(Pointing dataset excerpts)
####
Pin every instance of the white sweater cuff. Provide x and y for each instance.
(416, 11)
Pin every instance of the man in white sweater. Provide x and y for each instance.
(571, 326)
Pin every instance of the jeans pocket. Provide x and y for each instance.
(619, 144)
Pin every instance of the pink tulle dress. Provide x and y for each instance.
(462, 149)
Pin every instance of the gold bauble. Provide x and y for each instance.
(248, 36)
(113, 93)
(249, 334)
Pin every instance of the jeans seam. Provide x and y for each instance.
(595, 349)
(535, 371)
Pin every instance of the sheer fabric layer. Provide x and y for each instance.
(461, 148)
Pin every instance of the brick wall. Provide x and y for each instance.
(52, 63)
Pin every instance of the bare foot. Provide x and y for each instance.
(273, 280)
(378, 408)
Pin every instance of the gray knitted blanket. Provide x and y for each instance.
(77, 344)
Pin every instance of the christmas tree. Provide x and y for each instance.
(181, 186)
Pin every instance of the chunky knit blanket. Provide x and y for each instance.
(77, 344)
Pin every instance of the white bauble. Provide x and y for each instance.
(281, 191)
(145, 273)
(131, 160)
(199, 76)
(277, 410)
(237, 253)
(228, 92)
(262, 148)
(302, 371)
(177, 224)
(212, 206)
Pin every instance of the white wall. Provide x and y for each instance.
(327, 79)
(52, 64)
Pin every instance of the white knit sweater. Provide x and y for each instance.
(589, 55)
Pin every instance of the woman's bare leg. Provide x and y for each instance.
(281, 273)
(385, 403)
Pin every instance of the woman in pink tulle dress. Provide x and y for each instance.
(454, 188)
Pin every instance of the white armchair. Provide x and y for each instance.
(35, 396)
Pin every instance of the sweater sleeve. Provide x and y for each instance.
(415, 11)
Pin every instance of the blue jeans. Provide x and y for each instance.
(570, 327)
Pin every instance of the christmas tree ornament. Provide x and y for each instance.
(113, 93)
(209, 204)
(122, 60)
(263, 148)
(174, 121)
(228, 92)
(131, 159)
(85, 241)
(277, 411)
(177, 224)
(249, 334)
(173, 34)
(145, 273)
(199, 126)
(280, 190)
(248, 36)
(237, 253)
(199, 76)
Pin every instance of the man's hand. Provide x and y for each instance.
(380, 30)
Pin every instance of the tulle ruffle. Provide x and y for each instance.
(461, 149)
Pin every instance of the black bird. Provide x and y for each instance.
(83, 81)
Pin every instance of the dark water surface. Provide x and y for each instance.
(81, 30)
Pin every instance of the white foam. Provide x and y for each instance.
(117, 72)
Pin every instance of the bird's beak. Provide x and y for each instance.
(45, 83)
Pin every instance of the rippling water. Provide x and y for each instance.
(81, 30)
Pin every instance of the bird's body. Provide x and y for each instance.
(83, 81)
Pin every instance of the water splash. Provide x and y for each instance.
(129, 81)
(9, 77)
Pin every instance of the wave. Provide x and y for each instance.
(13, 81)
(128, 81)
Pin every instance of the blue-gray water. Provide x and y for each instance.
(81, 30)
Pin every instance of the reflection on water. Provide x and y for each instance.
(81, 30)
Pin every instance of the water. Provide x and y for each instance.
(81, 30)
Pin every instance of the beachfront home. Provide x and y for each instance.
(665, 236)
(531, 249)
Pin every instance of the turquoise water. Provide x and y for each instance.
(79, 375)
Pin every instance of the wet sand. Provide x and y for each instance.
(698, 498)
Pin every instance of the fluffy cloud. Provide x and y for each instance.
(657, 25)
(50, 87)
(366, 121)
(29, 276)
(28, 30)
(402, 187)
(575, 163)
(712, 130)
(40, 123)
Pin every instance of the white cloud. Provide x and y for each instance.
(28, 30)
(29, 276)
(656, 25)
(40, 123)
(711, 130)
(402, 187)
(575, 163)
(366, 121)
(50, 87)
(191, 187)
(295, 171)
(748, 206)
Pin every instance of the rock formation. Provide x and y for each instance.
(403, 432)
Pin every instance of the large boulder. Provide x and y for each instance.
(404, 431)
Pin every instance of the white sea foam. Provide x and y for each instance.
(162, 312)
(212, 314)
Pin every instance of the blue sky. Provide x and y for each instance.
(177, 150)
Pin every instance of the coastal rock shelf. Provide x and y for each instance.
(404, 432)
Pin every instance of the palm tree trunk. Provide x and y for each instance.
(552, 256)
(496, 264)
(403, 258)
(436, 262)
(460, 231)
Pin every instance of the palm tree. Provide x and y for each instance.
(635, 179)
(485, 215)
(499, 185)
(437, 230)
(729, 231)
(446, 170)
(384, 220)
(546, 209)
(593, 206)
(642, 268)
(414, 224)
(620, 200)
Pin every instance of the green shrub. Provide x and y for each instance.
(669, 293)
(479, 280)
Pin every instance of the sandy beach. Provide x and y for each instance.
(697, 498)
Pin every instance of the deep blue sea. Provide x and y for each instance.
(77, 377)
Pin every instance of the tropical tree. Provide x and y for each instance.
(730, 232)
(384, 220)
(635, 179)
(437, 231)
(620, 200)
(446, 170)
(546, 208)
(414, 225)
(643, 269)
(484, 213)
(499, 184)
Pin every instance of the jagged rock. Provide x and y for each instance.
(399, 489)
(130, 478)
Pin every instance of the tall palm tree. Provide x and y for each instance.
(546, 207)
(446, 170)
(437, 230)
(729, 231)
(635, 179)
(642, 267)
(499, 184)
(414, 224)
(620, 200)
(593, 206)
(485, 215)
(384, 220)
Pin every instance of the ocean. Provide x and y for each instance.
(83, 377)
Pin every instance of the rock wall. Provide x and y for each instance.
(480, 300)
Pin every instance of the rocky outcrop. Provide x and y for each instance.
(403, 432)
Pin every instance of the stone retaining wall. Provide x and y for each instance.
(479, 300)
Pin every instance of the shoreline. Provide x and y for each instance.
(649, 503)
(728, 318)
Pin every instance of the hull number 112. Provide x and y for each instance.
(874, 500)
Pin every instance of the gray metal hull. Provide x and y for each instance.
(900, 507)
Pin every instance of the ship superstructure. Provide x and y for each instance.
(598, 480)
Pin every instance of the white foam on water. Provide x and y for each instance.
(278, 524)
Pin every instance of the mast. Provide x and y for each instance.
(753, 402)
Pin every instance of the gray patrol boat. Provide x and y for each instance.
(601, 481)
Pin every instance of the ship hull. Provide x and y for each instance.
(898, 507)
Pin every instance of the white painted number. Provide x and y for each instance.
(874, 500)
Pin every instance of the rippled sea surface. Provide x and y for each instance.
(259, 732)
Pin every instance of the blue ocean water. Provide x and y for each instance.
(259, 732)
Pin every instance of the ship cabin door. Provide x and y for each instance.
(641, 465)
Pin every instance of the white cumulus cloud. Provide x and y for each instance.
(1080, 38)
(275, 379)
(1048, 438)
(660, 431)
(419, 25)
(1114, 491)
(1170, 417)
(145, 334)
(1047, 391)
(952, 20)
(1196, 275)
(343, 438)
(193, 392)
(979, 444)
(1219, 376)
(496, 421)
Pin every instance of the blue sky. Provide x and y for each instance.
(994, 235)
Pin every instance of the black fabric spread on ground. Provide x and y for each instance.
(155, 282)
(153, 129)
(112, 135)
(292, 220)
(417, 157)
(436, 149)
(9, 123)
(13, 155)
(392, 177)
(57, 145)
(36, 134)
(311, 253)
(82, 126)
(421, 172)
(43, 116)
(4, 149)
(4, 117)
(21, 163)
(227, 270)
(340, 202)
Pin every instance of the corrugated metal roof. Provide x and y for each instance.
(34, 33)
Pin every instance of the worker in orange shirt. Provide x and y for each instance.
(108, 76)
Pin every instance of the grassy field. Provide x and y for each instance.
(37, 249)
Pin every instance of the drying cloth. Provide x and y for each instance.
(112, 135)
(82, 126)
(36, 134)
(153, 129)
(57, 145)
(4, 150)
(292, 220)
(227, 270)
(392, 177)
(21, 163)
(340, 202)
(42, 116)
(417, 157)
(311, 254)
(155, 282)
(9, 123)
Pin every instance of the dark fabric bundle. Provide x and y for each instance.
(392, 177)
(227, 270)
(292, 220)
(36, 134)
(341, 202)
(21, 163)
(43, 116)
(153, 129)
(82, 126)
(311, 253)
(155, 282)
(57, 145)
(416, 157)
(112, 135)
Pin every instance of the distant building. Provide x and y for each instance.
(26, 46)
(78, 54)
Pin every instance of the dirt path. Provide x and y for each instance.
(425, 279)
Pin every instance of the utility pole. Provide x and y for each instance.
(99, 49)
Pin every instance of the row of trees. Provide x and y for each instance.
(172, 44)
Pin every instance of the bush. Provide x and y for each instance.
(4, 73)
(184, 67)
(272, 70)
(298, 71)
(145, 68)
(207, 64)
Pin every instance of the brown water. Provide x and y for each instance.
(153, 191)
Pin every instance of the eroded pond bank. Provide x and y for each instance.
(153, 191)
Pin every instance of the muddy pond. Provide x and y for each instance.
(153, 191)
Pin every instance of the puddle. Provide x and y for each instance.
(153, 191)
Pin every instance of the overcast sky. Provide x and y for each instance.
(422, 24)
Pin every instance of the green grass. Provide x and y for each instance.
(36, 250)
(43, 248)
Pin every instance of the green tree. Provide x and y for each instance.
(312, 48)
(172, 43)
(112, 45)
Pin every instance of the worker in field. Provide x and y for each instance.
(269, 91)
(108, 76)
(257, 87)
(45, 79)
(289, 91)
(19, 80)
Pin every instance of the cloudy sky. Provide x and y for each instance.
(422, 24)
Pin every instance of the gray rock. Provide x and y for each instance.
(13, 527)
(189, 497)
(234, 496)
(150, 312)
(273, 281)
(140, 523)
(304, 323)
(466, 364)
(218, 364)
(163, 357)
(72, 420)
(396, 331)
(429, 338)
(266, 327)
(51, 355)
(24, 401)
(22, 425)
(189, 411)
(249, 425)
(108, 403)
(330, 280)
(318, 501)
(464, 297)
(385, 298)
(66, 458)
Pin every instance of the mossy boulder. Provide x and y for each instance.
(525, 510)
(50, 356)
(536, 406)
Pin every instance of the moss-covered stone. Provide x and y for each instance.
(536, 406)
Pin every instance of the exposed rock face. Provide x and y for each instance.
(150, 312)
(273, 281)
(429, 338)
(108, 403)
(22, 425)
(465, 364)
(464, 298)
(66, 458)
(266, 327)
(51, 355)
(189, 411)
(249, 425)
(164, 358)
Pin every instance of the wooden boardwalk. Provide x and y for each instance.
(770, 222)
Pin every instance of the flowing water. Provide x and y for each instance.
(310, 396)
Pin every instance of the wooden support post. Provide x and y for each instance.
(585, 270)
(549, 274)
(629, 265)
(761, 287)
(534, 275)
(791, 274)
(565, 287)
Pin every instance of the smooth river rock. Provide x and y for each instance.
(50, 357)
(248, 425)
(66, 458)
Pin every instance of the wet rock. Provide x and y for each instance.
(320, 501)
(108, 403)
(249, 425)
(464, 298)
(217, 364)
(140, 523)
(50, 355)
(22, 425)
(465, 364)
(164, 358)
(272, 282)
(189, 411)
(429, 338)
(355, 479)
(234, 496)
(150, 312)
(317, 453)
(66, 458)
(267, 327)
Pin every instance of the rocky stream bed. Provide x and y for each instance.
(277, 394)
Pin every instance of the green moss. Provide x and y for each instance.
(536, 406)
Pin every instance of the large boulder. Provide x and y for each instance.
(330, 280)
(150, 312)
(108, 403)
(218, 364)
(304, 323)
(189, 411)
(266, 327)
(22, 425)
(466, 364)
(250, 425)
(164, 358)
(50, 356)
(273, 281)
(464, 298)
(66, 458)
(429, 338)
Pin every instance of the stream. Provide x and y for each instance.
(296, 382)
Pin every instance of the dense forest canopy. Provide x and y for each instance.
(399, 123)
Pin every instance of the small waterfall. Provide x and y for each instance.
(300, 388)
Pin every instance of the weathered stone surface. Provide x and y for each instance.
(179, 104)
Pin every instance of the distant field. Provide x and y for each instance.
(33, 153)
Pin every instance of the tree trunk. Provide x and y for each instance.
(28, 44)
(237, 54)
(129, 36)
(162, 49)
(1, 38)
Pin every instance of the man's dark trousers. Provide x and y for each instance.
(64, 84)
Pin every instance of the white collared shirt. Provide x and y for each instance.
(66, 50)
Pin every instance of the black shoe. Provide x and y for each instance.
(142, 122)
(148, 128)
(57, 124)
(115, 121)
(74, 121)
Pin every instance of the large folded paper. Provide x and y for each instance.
####
◆ **What is expected**: Can you print the rows above verbatim, starting at the line that contains "Pin every instance of the black shoe." and continuing through the last row?

◆ **Output for this exercise**:
Pin every instance of the black shoe. Provide x and y for each instance.
(142, 122)
(148, 128)
(57, 124)
(115, 121)
(74, 121)
Pin every instance of the large folded paper. Provide x and y for each instance.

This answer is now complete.